------ TEXT BLOCK ------

Care Homers: Lost In The Crack Between Homeless And Housed

Care Home residents sit at a table, assisting with envelope stuffing for a charity
St. Thomas Ontario, care home residents actively assist a fundraising drive, 1965. Why have we moved on to warehousing people who are bedridden?

The shocking state of care homes in many supposedly advanced countries have so far contributed a lion’s share of COVID-19 deaths.

Why have these poor standards of care, as well as the poor conditions of the care homes themselves, somehow escaped notice?

A large portion of care home residents fall into a “low or no income” category. And yet, for some reason, care homes and their residents are not included in most studies that attempt to tackle the low and no income housing crises that plague many countries.

At a certain age with a certain need for care, it is apparently suitable for older people to become notionally homeless. We no longer think of them as needing a home. Instead, they need a bed.

Care homes are measured in beds, not homes. For example, a recent report estimates that in the United Kingdom, there are currently 460,000 beds. Not homes, beds.

Enter the entrepreneurs of an industry detached from the challenge of housing low and no income citizens in homes of their own. The challenge instead is to warehouse frail seniors in beds.

And because ‘small-government’ politics is built on a foundation that private enterprise ‘can do it better,’ private care home owners join with government to foster a key idea: quality care paid for by government dollars can be delivered more cheaply by private enterprise, while at the same time, delivering a profit to shareholders.

------ EXTRACTED INFORMATION ------

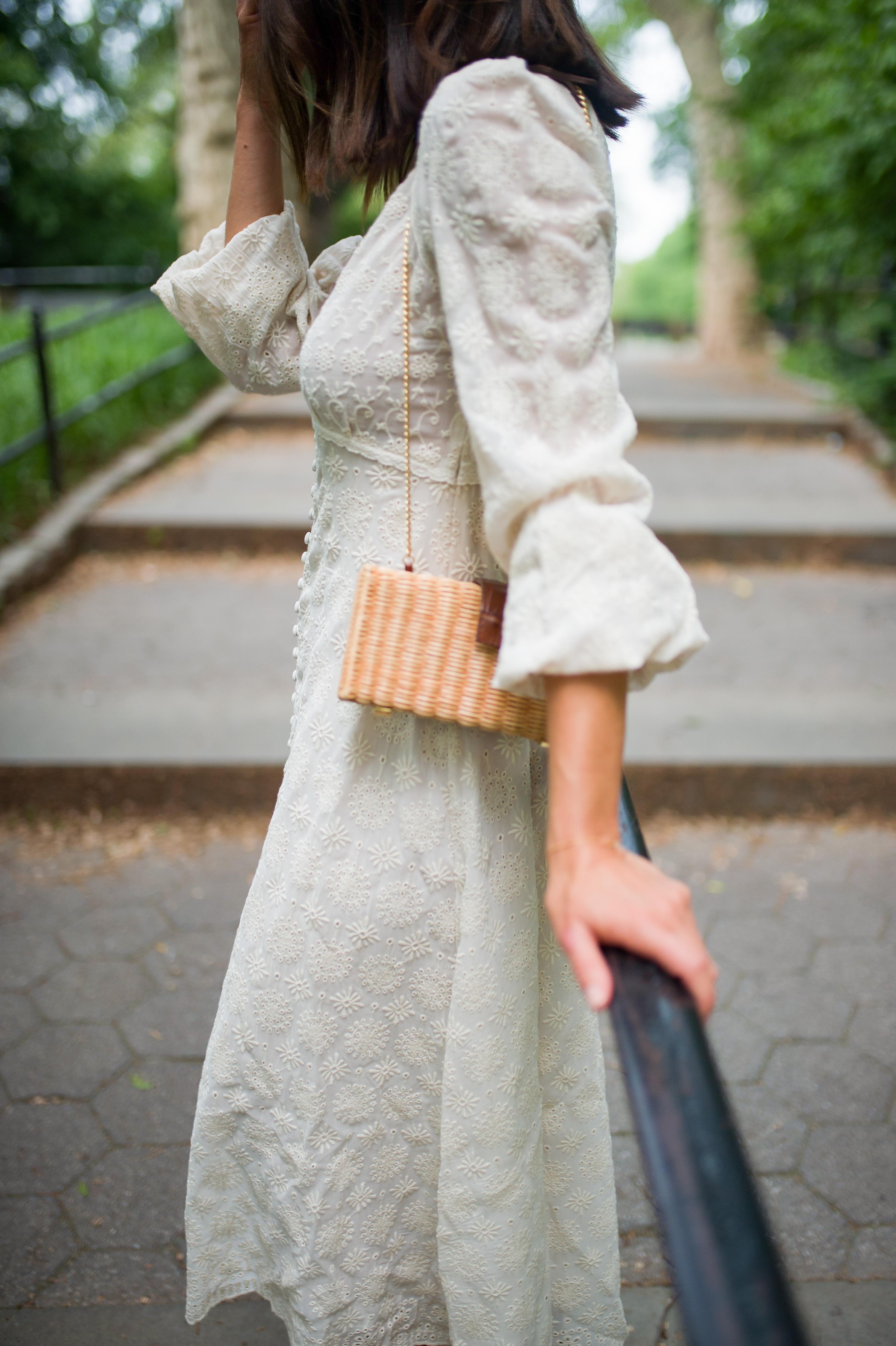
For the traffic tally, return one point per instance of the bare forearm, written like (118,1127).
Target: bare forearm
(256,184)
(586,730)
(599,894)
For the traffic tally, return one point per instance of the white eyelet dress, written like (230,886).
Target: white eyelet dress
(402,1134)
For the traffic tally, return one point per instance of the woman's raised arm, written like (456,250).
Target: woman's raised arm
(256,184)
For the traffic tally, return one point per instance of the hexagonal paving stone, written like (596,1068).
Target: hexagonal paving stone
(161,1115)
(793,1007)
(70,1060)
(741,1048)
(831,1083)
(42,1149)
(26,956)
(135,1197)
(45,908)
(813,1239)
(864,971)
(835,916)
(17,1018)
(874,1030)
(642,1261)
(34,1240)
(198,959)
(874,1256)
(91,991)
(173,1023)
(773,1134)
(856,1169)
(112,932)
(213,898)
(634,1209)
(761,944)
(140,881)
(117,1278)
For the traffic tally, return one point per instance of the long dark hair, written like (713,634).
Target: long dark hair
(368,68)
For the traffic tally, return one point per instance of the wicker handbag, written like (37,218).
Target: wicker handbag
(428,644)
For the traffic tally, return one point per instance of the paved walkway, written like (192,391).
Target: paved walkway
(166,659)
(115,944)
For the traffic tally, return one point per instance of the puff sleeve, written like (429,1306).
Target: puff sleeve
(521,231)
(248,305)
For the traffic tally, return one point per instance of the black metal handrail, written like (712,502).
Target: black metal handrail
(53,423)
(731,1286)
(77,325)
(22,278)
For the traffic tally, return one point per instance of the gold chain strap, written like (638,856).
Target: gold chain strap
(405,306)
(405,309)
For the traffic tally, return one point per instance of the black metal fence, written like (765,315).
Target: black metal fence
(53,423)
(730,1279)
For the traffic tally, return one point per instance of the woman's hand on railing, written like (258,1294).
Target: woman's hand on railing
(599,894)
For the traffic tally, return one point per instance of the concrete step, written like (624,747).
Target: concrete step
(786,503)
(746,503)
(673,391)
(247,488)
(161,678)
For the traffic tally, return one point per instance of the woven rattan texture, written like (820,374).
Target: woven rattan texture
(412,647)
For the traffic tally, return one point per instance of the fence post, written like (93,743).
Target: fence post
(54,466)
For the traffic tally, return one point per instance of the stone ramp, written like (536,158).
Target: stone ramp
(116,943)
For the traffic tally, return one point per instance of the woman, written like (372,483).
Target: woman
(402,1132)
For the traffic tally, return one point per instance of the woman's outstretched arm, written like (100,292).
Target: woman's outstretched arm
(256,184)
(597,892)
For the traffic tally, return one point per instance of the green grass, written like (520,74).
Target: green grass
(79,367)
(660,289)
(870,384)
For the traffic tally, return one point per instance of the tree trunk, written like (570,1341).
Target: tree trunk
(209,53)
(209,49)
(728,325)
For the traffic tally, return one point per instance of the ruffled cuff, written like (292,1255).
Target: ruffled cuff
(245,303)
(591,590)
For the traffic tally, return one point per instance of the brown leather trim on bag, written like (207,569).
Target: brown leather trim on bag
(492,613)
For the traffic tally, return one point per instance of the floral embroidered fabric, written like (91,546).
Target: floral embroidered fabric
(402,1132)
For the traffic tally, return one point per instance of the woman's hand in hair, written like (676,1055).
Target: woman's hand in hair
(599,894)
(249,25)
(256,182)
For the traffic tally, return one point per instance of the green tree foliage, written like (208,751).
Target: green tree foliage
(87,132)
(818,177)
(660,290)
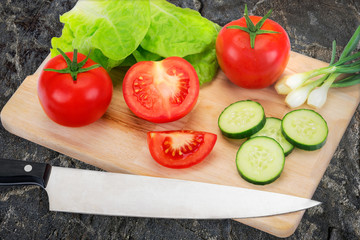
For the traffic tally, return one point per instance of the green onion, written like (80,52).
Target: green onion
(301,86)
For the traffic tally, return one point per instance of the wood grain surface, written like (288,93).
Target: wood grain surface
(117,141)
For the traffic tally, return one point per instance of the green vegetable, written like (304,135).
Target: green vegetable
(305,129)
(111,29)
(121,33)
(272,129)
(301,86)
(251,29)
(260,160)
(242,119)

------

> [STUDY QUESTIONS]:
[1] Indicate whether each statement agrees with the care home article, answering yes or no and quoting the words of the article that decide it. (a) The report mentioned in the article estimates 460,000 care home beds in the United Kingdom. (b) Most studies of low and no income housing crises include care homes and their residents. (c) The residents shown assisting a fundraising drive were in St. Thomas, Ontario, in 1965.
[2] Continue the care home article from its last paragraph.

> [RESPONSES TO THE TASKS]:
[1]
(a) Yes: "a recent report estimates that in the United Kingdom, there are currently 460,000 beds."
(b) No: "care homes and their residents are not included in most studies that attempt to tackle the low and no income housing crises that plague many countries."
(c) Yes: "St. Thomas Ontario, care home residents actively assist a fundraising drive, 1965."

[2]
That, at least, has been the public private partnership thinking of the past few decades. Now COVID-19 is definitively demonstrating, over an over again in different countries, that such thinking is horribly, horribly wrong.

In Canada, the military delivered a devastating report on long-term care homes where circumstances had demanded their support. It reduced Ontario premier Doug Ford to tears. Read more at Global News: Ford vows to fix broken long-term care system

Lest we be disarmed by Doug Ford’s tears (which under the circumstances, are undoubtedly genuine) they are not grounds to let Ontario’s Premier off the hook.

The Hill Times puts it nicely, referring not only to Ford but to Canada’s Prime Minister and Quebec’s Premier, all of whom have been expressing emotion lately in the face of care home bad news:  When It Comes To Fixing Long-Term Care, Tears Are Not Enough

The Hill Times is normally paywalled (as you will find if you click on the above link,  which gets you to a picture of three mopey-looking politicians and not much else).

Currently, however, The Hill Times is offering a free time-limited subscription. If you sign up, read a full and very worthwhile article. Prepare for a long diatribe against classic stall-until-the-problem-goes-away tactics that can usually be depended on from both federal and provincial governments alike.

The Hill Times further points the finger at Doug Ford, leader of a ‘small-government’ style Conservative party. He presided over last year’s $34 million cuts to the long term care home budget in Ontario, as well as cancelling unscheduled inspections. The Ford government’s money-saving actions continue a series of decisions that have made it more and more difficult to provide decent care and support to the residents who call their long term care bed home.

There is a great deal of guilt as well as blame to go around. Doug Ford is most certainly entitled to a share of it.